Restate all of the data exactly.
+===+
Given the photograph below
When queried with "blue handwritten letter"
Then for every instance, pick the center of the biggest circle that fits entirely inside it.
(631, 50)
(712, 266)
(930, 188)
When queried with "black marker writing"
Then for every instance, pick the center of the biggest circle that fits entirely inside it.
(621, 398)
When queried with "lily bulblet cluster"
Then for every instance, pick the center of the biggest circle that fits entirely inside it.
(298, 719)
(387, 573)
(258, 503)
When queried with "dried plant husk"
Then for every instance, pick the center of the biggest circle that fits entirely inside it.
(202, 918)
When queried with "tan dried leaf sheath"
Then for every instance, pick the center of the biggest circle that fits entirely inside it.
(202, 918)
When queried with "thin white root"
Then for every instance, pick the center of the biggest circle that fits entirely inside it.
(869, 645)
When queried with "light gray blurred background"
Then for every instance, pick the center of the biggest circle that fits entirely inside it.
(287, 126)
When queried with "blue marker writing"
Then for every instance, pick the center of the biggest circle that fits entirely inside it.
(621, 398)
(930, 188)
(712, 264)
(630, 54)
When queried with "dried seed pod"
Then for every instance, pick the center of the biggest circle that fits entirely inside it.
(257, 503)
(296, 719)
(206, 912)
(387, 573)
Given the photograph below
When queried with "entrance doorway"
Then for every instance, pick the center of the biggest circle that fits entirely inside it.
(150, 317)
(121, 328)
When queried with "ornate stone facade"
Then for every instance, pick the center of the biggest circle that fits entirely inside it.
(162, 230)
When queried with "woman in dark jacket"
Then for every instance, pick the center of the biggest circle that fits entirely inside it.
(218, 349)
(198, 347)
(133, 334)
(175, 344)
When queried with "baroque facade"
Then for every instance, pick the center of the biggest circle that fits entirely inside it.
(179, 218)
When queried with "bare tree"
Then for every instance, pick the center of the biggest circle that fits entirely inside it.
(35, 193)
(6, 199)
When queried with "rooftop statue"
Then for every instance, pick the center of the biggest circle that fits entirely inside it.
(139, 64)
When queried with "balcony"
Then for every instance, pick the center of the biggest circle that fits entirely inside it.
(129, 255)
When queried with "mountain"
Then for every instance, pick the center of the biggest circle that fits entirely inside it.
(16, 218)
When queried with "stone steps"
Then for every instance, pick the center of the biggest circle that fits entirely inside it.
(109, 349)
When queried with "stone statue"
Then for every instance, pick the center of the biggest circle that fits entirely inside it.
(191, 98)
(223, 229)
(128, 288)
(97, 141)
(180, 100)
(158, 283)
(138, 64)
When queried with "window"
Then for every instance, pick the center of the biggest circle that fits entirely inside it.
+===+
## COMPLETE OUTPUT
Given the photograph below
When queried with "blue handwritten letter"
Then for every instance, pick the center of the biggest circle that fits entirely inside it.
(631, 50)
(712, 266)
(930, 188)
When queried with "black marker writing"
Then for every instance, pick the center of the biggest circle that fits entirely inside it.
(621, 398)
When queried with "lily bulblet cluster"
Then for every instance, pick the center of the biggest circle that fits entirely inside it.
(298, 719)
(387, 573)
(258, 503)
When queried with "dried plant husk"
Then for every instance, pick the center of the biggest circle that fits entirely inside it.
(202, 918)
When queried with "tan dried leaf sheath"
Then for every instance, pick the center of the biggest circle that fits entirely inside it.
(202, 918)
When queried with "thin white root"
Then for every instance, pick the center of the biggest circle that fits entirely inside it.
(869, 645)
When queried with "light gray blurred background"
Then for every instance, pick the center of the biggest circle that fits entirely inside it.
(287, 126)
When queried with "blue marker writing"
Then for every instance, pick the center of the biggest circle that fits entirely inside it.
(621, 398)
(930, 188)
(712, 264)
(630, 54)
When queried with "dried seed pod"
Then for every instance, pick the center of the biggest circle that fits entirely inside it.
(257, 503)
(296, 719)
(206, 912)
(387, 573)
Given the photograph below
When queried with "entrance doorway"
Then for every instance, pick the center of the biggest circle that fits entirely inside it.
(150, 317)
(121, 328)
When queried with "ornate stone facade"
Then for every instance, pick the center of the biggest circle that fits entirely inside it.
(162, 230)
When queried with "woman in dark jacket"
Then for every instance, pick the center of the biggest circle that fits entirely inside it.
(218, 349)
(198, 347)
(133, 334)
(175, 344)
When queried with "baroque facade"
Then for every instance, pick the center of the biggest circle that fits entirely inside it.
(179, 218)
When queried with "bare tree"
Then for every instance, pick the center of the biggest circle that fits entirely inside it.
(35, 193)
(6, 199)
When queried with "rooftop statue"
Then for every instance, pick the center of the biggest circle that fits entirely inside it.
(139, 64)
When queried with "balcony"
Then for every instance, pick the center of the biggest circle that fits entirely inside it.
(129, 255)
When queried with "mountain"
Then for every instance, pick the center of the biggest circle that fits entirely inside it.
(16, 218)
When queried with "stone steps"
Then for every instance, pick the center of the biggest circle that fits entirely inside it.
(109, 349)
When queried with "stone statue"
Then for every instance, pick the center of the biggest circle that fits entirely inside it.
(191, 98)
(223, 229)
(128, 288)
(97, 141)
(180, 100)
(158, 283)
(138, 64)
When queried with "window"
Then for every instance, pick the center of the biggest circle that fits entirely inside it.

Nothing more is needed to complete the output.